**Task to carry out**
Transcribe verbatim the stretch of the entries below from the line containing "Query: sunglasses" through the end of the entries, with both ends included.

[START Dataset records]

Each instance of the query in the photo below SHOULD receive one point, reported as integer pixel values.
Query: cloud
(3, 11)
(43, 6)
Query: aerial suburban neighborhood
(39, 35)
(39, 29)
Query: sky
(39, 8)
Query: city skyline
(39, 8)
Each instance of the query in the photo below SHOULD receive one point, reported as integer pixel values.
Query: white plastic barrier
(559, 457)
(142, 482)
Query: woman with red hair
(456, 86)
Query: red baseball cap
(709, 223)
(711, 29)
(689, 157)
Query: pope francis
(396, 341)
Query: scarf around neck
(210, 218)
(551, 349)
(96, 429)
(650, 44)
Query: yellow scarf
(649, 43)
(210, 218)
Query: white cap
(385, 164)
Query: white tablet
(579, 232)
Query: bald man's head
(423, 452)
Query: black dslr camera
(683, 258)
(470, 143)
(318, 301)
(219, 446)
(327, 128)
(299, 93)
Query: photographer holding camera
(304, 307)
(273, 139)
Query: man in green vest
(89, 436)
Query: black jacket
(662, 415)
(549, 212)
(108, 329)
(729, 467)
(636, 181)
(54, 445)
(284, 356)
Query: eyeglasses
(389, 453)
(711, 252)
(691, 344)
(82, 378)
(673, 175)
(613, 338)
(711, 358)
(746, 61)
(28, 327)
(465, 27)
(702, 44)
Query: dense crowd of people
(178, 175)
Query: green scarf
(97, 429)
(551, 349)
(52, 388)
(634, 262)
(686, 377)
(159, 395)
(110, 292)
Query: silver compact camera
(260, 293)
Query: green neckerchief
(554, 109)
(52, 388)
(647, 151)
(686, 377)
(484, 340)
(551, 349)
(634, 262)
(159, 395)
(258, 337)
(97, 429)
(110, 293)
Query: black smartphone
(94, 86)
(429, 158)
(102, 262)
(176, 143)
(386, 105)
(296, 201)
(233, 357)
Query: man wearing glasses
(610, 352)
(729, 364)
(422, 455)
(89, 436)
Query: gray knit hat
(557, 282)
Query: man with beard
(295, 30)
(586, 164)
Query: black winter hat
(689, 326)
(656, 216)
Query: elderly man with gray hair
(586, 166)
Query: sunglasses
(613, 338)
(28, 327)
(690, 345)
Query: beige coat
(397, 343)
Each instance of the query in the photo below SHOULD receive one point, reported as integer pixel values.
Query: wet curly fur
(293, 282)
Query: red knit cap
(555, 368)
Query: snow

[END Dataset records]

**Exercise answer**
Query: sunglasses
(613, 338)
(28, 327)
(690, 345)
Query: beige coat
(397, 343)
Each instance of the query in the photo below SHOULD receive one point, reported as integer pixel values.
Query: wet curly fur
(293, 282)
Query: red knit cap
(555, 368)
Query: snow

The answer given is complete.